*Information given*
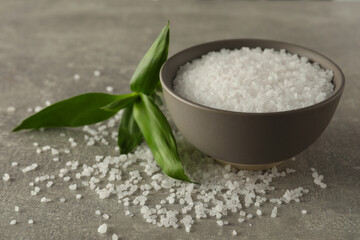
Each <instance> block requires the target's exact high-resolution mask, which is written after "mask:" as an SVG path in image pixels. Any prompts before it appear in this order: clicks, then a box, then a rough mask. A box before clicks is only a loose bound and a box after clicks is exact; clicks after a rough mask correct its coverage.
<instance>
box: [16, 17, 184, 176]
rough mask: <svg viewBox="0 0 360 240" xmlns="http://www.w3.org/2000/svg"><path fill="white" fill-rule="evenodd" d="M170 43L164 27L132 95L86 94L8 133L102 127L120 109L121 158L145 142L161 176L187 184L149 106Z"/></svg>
mask: <svg viewBox="0 0 360 240" xmlns="http://www.w3.org/2000/svg"><path fill="white" fill-rule="evenodd" d="M169 37H170V29H169V23H168V24H167V25H166V26H165V27H164V28H163V29H162V31H161V32H160V34H159V36H158V37H157V38H156V40H155V41H154V43H153V44H152V45H151V47H150V48H149V50H148V51H147V52H146V54H145V56H144V57H143V58H142V60H141V61H140V63H139V65H138V66H137V68H136V70H135V72H134V74H133V76H132V78H131V80H130V89H131V90H132V91H133V92H132V93H130V94H123V95H110V94H105V93H86V94H82V95H78V96H75V97H72V98H68V99H65V100H63V101H60V102H57V103H54V104H52V105H50V106H48V107H46V108H44V109H43V110H41V111H39V112H38V113H36V114H34V115H32V116H30V117H28V118H26V119H25V120H24V121H22V122H21V123H20V124H19V125H18V126H17V127H16V128H14V130H13V131H14V132H16V131H19V130H23V129H38V128H50V127H78V126H84V125H89V124H93V123H97V122H101V121H104V120H106V119H108V118H110V117H112V116H114V115H115V114H116V113H117V112H118V111H120V110H121V109H124V112H123V115H122V118H121V121H120V125H119V134H118V145H119V148H120V153H121V154H127V153H129V152H132V151H133V150H134V149H135V148H136V147H137V146H138V145H139V144H140V143H141V142H142V141H143V139H144V138H145V140H146V142H147V144H148V146H149V148H150V149H151V151H152V153H153V155H154V158H155V160H156V162H157V163H158V165H159V166H160V167H161V169H162V171H163V172H164V173H165V174H167V175H168V176H170V177H172V178H175V179H180V180H184V181H187V182H191V180H190V179H189V178H188V176H186V174H185V172H184V169H183V167H182V165H181V162H180V159H179V154H178V149H177V145H176V141H175V137H174V135H173V133H172V130H171V127H170V125H169V123H168V121H167V120H166V117H165V116H164V115H163V113H162V112H161V110H160V109H159V108H158V106H157V105H156V104H155V102H154V101H155V100H157V98H156V91H157V90H161V84H160V80H159V72H160V68H161V66H162V65H163V63H164V62H165V61H166V59H167V56H168V49H169V40H170V38H169Z"/></svg>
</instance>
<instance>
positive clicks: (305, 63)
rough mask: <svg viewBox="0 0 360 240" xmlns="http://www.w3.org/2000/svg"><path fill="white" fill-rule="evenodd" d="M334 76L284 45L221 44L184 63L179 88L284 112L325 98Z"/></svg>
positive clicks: (261, 111) (181, 68)
mask: <svg viewBox="0 0 360 240" xmlns="http://www.w3.org/2000/svg"><path fill="white" fill-rule="evenodd" d="M333 76H334V74H333V72H332V71H330V70H327V69H323V68H321V67H320V65H319V64H317V63H311V62H309V59H308V58H306V57H299V56H298V55H296V54H290V53H287V52H286V50H284V49H282V50H280V51H275V50H273V49H264V50H262V49H261V48H254V49H250V48H247V47H243V48H241V49H235V50H229V49H221V50H220V51H217V52H209V53H207V54H205V55H203V56H201V57H200V58H199V59H195V60H193V61H192V62H189V63H186V64H185V65H183V66H181V67H180V69H179V71H178V73H177V76H176V78H175V79H174V91H175V92H176V93H177V94H179V95H180V96H182V97H184V98H186V99H188V100H191V101H193V102H195V103H199V104H202V105H205V106H208V107H212V108H217V109H222V110H229V111H236V112H279V111H287V110H292V109H298V108H303V107H307V106H310V105H313V104H316V103H319V102H321V101H324V100H325V99H327V98H328V97H330V96H331V94H332V93H333V90H334V85H333V84H332V82H331V81H332V79H333Z"/></svg>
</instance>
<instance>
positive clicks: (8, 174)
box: [3, 173, 10, 182]
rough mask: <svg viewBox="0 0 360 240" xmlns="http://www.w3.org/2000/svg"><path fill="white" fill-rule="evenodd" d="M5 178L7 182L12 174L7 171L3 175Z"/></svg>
mask: <svg viewBox="0 0 360 240" xmlns="http://www.w3.org/2000/svg"><path fill="white" fill-rule="evenodd" d="M3 180H4V181H5V182H7V181H9V180H10V175H9V174H8V173H5V174H4V176H3Z"/></svg>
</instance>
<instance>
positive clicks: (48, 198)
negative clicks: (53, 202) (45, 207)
mask: <svg viewBox="0 0 360 240" xmlns="http://www.w3.org/2000/svg"><path fill="white" fill-rule="evenodd" d="M40 202H42V203H48V202H51V199H50V198H46V197H43V198H41V200H40Z"/></svg>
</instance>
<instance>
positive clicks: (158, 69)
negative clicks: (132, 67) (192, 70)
mask: <svg viewBox="0 0 360 240" xmlns="http://www.w3.org/2000/svg"><path fill="white" fill-rule="evenodd" d="M169 35H170V33H169V23H168V24H167V25H166V26H165V27H164V28H163V29H162V31H161V33H160V34H159V36H158V37H157V38H156V40H155V42H154V43H153V44H152V45H151V47H150V49H149V50H148V51H147V53H146V54H145V56H144V57H143V59H142V60H141V61H140V63H139V65H138V66H137V68H136V70H135V72H134V75H133V76H132V78H131V80H130V88H131V90H132V91H134V92H142V93H145V94H146V95H150V94H151V93H152V92H153V91H154V90H155V88H156V86H157V84H158V83H159V81H160V80H159V72H160V68H161V66H162V65H163V64H164V62H165V61H166V59H167V55H168V49H169V38H170V36H169Z"/></svg>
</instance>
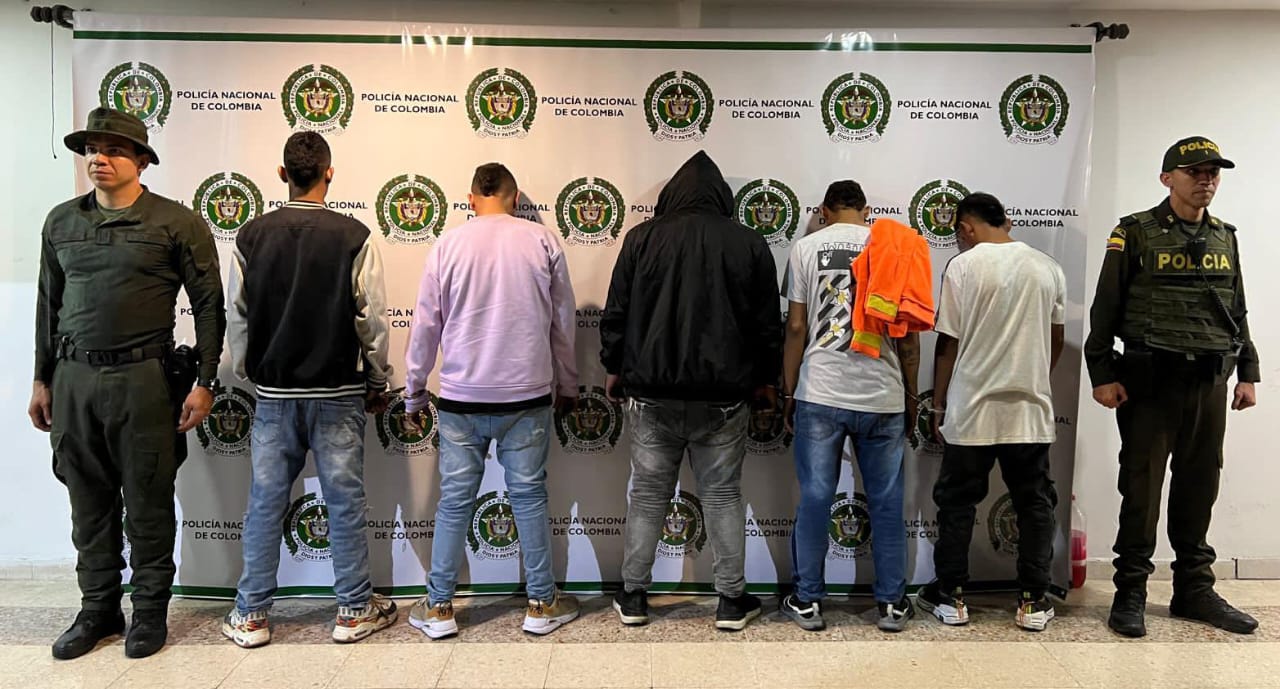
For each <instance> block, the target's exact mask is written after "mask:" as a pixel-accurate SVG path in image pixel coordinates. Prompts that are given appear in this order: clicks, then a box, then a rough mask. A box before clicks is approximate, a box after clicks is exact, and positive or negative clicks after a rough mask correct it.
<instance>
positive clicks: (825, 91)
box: [822, 72, 893, 143]
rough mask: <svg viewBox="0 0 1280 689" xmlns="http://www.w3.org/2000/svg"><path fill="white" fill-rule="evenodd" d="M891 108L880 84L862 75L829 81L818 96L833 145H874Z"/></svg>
mask: <svg viewBox="0 0 1280 689" xmlns="http://www.w3.org/2000/svg"><path fill="white" fill-rule="evenodd" d="M892 105H893V101H891V100H890V95H888V88H887V87H886V86H884V82H882V81H879V79H877V78H876V77H873V76H870V74H867V73H865V72H850V73H847V74H841V76H838V77H836V78H835V79H832V81H831V83H829V85H828V86H827V90H826V91H823V92H822V122H823V124H826V126H827V136H829V137H831V140H832V141H835V142H846V143H861V142H864V141H867V142H874V141H879V138H881V137H882V136H884V127H887V126H888V115H890V110H891V109H892Z"/></svg>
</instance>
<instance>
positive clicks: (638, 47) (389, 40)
mask: <svg viewBox="0 0 1280 689" xmlns="http://www.w3.org/2000/svg"><path fill="white" fill-rule="evenodd" d="M74 36H76V38H82V40H95V41H187V42H191V41H195V42H250V44H362V45H401V44H403V42H404V41H406V38H407V40H408V41H410V42H412V44H413V45H426V42H428V38H426V36H402V35H388V36H378V35H356V33H351V35H343V33H206V32H197V31H77V32H74ZM439 42H440V38H438V37H431V44H433V45H438V44H439ZM467 44H470V45H472V46H489V47H586V49H626V50H749V51H771V50H772V51H817V53H1071V54H1089V53H1093V46H1092V45H1062V44H918V42H873V41H867V42H856V44H849V45H845V44H842V42H840V41H660V40H649V38H522V37H503V36H470V37H468V36H445V37H444V45H456V46H462V45H467Z"/></svg>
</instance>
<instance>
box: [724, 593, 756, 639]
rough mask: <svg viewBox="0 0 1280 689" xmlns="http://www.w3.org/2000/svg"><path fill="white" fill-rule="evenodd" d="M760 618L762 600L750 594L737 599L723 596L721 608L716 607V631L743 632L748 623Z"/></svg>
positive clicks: (742, 593) (739, 597)
mask: <svg viewBox="0 0 1280 689" xmlns="http://www.w3.org/2000/svg"><path fill="white" fill-rule="evenodd" d="M759 616H760V599H759V598H756V597H754V596H751V594H750V593H742V594H741V596H739V597H737V598H730V597H728V596H724V594H721V602H719V606H717V607H716V629H727V630H730V631H741V630H742V629H746V622H750V621H751V620H754V619H756V617H759Z"/></svg>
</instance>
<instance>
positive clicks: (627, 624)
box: [613, 601, 649, 626]
mask: <svg viewBox="0 0 1280 689" xmlns="http://www.w3.org/2000/svg"><path fill="white" fill-rule="evenodd" d="M613 610H614V612H617V613H618V620H622V624H625V625H628V626H640V625H646V624H649V616H648V615H626V613H625V612H622V606H620V604H618V602H617V601H614V602H613Z"/></svg>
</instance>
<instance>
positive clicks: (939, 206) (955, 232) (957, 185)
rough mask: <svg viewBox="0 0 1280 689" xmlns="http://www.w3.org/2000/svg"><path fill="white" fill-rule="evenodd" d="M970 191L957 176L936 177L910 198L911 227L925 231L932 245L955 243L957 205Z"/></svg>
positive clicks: (968, 193) (933, 245)
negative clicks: (955, 179)
mask: <svg viewBox="0 0 1280 689" xmlns="http://www.w3.org/2000/svg"><path fill="white" fill-rule="evenodd" d="M965 196H969V190H966V188H965V187H964V184H961V183H959V182H956V181H954V179H934V181H933V182H929V183H928V184H924V186H923V187H920V190H919V191H916V192H915V196H913V197H911V207H910V213H911V227H914V228H915V229H916V231H918V232H920V233H922V234H924V238H925V239H928V242H929V246H932V247H933V248H947V247H951V246H955V243H956V207H957V206H959V205H960V200H961V199H964V197H965Z"/></svg>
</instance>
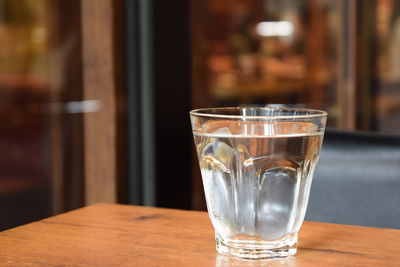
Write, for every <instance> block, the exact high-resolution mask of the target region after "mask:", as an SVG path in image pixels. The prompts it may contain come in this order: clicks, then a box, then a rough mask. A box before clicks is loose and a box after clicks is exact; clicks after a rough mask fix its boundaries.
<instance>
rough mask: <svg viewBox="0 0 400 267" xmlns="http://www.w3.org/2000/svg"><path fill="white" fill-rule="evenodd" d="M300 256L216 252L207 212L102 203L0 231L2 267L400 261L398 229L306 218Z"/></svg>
mask: <svg viewBox="0 0 400 267" xmlns="http://www.w3.org/2000/svg"><path fill="white" fill-rule="evenodd" d="M299 238H300V245H299V250H298V253H297V254H296V255H295V256H293V257H289V258H286V259H278V260H241V259H237V258H234V257H230V256H222V255H219V254H217V253H216V252H215V244H214V237H213V229H212V226H211V224H210V221H209V219H208V216H207V213H205V212H197V211H181V210H171V209H160V208H148V207H136V206H124V205H116V204H99V205H95V206H89V207H86V208H83V209H79V210H76V211H72V212H69V213H65V214H62V215H59V216H55V217H52V218H48V219H45V220H42V221H38V222H35V223H31V224H28V225H24V226H21V227H17V228H14V229H11V230H7V231H4V232H1V233H0V266H396V265H397V266H398V265H399V262H400V246H399V244H400V230H392V229H378V228H368V227H357V226H345V225H335V224H326V223H314V222H305V223H304V225H303V227H302V229H301V231H300V237H299Z"/></svg>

*Work item*
Reproduce the opening lines of the material above exactly, ending with the line that contains "box: [16, 17, 184, 176]". Omit every picture.

*Result of the exercise*
Each <instance> block requires the target's exact high-resolution mask, which is written after "mask:" as an SVG path in image pixels. Any prompts before it appear in this order: clicks, then a box, then a rough mask. A box before clicks is only a loose bound and a box after clicks is exact; clicks after a rough mask correct its coverage.
<instance>
box: [16, 17, 184, 176]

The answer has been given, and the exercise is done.